[Lines of data]

☆ ☆ ☆ ☆

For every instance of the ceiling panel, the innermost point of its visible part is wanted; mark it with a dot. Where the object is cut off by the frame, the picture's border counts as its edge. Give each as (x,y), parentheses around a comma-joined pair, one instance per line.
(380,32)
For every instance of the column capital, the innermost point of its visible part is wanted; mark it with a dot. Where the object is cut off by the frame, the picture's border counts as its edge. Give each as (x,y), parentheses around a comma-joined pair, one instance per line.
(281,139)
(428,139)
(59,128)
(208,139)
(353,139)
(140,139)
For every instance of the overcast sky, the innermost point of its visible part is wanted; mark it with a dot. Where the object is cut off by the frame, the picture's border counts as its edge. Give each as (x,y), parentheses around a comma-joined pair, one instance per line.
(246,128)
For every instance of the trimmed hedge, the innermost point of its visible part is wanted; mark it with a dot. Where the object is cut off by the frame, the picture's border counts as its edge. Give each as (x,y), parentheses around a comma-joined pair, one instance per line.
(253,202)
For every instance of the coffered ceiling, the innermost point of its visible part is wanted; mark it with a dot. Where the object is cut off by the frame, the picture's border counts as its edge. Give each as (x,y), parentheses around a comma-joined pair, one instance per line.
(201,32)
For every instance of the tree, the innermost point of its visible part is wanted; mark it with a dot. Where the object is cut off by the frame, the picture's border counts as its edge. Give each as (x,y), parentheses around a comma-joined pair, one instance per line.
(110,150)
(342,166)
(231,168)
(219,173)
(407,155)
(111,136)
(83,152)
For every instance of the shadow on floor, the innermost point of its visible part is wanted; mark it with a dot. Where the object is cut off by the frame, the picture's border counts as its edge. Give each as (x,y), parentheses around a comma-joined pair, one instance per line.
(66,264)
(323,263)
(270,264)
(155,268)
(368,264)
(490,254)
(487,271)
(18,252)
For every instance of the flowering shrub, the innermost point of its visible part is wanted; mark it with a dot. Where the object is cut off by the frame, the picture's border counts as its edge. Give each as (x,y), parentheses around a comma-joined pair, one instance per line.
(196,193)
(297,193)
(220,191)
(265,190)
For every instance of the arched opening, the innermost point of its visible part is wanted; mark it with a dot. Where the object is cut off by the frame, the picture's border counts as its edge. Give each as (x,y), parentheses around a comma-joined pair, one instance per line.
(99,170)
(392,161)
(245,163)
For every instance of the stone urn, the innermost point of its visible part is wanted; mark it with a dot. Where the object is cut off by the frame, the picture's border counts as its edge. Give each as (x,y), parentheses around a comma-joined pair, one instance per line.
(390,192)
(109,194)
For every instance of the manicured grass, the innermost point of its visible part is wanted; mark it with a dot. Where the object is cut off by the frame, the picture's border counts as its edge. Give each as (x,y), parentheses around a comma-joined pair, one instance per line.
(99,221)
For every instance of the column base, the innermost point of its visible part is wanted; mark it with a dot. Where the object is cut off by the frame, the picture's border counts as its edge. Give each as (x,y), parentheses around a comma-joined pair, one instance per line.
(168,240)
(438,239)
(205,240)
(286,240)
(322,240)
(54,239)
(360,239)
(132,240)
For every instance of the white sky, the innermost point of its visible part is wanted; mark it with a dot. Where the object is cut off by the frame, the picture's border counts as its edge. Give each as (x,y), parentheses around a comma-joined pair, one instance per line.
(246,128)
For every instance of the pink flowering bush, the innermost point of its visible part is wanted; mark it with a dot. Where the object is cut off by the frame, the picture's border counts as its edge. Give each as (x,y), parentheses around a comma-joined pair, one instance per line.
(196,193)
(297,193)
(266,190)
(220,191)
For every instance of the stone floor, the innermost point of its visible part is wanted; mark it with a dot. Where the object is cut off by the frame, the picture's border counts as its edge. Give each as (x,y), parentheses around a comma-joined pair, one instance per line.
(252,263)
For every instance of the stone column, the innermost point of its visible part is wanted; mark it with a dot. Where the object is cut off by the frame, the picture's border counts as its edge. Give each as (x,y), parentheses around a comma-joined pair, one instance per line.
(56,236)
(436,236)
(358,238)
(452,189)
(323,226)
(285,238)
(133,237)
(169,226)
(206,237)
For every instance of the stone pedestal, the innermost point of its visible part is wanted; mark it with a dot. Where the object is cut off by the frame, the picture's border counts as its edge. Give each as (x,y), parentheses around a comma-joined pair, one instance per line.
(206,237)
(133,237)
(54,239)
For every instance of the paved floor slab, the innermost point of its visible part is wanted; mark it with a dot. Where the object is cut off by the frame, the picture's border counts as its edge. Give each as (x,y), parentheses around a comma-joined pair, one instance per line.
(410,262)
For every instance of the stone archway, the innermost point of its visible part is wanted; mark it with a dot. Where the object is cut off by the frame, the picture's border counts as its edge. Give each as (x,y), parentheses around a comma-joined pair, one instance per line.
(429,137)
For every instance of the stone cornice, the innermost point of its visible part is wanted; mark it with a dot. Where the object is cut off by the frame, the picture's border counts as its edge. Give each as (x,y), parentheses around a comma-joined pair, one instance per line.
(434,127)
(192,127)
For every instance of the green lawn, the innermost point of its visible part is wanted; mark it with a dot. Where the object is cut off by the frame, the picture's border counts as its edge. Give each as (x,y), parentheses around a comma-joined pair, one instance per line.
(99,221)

☆ ☆ ☆ ☆

**Challenge**
Quote the whole listing above, leaving nothing out.

**Full output**
For every instance of the ceiling panel, the innermost point of its visible part is wanted; mark it with a dot. Where the object is cut off by the frame, the picture's border counts as its edge. Give each as (x,y), parentheses around a comma-joined pair, one instance per line.
(380,32)
For every instance of the column capital, the innermost point of its visible part is wanted; mark it with a dot. Where the object is cut off by the frame, the picture's border counts as its edge. Give each as (x,y), parentheses around a comma-joined pair, one instance per line.
(281,139)
(428,139)
(59,128)
(208,139)
(353,139)
(140,139)
For every instance of the overcast sky, the innermost point of its visible part is wanted; mark it with a dot. Where the object is cut off by the frame, the picture's border counts as its edge. Give each as (x,y), parentheses around a comma-joined pair, one instance per line.
(246,128)
For every instance of the trimmed hedge, the innermost point of its visible part is wanted; mark it with a dot. Where the object is cut off by the frame, the picture's border counts as its edge. Give each as (x,y), parentheses around a comma-joined pair, one instance per line.
(253,202)
For every instance of the coffered ceiling, the innermost point of its visible part is wanted; mark it with a dot. Where the object is cut off by the frame, the picture's border counts as its edge. Give each as (x,y), parentheses around a comma-joined pair, one instance per line.
(201,32)
For every instance of the tree, the innermost point of its visible part is wanted; mark it with a dot. Where the object is cut off by the frame, the picture's border counts as its edge. Give each as (x,y), parentheses around a comma-joined pair, one instance per line.
(110,150)
(342,166)
(231,168)
(219,173)
(407,155)
(111,136)
(83,152)
For every instance of the shadow on floor, the innermost point of its visible part is wanted; mark it with a dot. Where the object is cut off by the frame, the picture's border counts as its edge. Give each as (x,y), parentheses around a comma-joined pair, one instance per line.
(66,264)
(323,263)
(270,264)
(155,268)
(368,264)
(490,254)
(487,271)
(18,252)
For every instance of the flowering shrub, the innermost point of its visible part is wanted; mark it with a dot. Where the object is cut off by the frame, the picture's border counts as its edge. Give each as (x,y), parentheses around a comma-joined pair, one instance per line.
(196,193)
(297,193)
(220,191)
(265,190)
For every instance of the arched opening, the innermost point of its visible part is wanted; mark it with a dot. Where the object is cut off by the frame, the picture's border counts as its edge. Give each as (x,y), parentheses around a comma-joined pair, one instance per line.
(99,170)
(392,161)
(245,163)
For every instance of the stone urn, the innermost point of its visible part is wanted; mark it with a dot. Where the object is cut off by the frame, the picture's border counts as its edge. Give each as (x,y), parentheses around a comma-joined pair, one instance per line.
(390,192)
(109,194)
For every instance of the manicured grass, the innermost point of its visible part is wanted; mark it with a dot. Where the object is cut off by the frame, the picture's border counts as its edge. Give each as (x,y), parentheses around a comma-joined pair, one instance per line.
(99,221)
For every instance of the column base, the innermost point of its visible part is wanted; mark it with a dot. Where the object is cut off by the frame, the picture's border counts as its edge. Give each as (x,y), parentheses around a comma-joined pair, one instance per line.
(168,240)
(438,239)
(205,240)
(286,240)
(322,240)
(54,239)
(360,239)
(132,240)
For every instance of the white sky, the innermost point of its visible part is wanted; mark it with a dot. Where the object is cut off by the frame, the picture's border counts as its edge. Give each as (x,y), parentheses around a comma-joined pair, one instance per line.
(246,128)
For every instance of the pink flowering bush, the innermost point of its visible part is wanted; mark it with a dot. Where the object is cut off by the frame, the picture's border counts as its edge. Give each as (x,y), parentheses around a comma-joined pair, one instance per line.
(196,193)
(297,193)
(266,190)
(220,191)
For every instance of the stone floor, the innermost point of its visible part is wanted; mark it with a dot. Where the object is cut off by the frame, the picture's border counts as its edge. Give each as (x,y), parentheses around a comma-joined pair, one instance per line.
(252,263)
For every instance of the stone column, the innermost point of its visible part is wanted; mark it with a dot. Where the object is cut off by the frame, the picture's border counts as its edge. Give each as (x,y), parentheses around a comma-joined pair, one instance per line.
(56,236)
(436,236)
(358,238)
(452,189)
(323,226)
(285,238)
(133,237)
(169,226)
(206,237)
For every instance of the stone pedestal, the innermost point of its visible part is wanted; mark it with a dot. Where the object is cut off by the frame, the picture's border counts as its edge. Give each as (x,y), parentheses around a comma-joined pair, one instance per line.
(206,237)
(133,237)
(54,239)
For every instance of the paved floor slab, the innermost point of its visible part is wanted; mark it with a dot. Where the object is cut off by the frame, the picture's border counts as its edge. Give each as (x,y), parentheses around a comma-joined pair, one instance per line.
(410,262)
For every instance of the stone archway, the innermost point of its visible part is wanted; mark it with a dot. Where the object is cut off by the frame, the picture's border counts as its edge. Give each as (x,y), parentheses around a comma-joined pair, one instance per line.
(429,137)
For every instance of the stone cornice, the innermost point of its visible part is wanted; mark it with a dot. Where the object is cut off by the frame, the picture's border counts as its edge. Give each as (x,y), parentheses around a comma-joined pair, one instance per line.
(434,127)
(192,127)
For every instance of the green lawn, the innermost point of its visible part is wanted; mark it with a dot. Where the object is cut off by the frame, the picture's border counts as its edge. Give each as (x,y), parentheses around a comma-joined pair, one instance per line.
(99,221)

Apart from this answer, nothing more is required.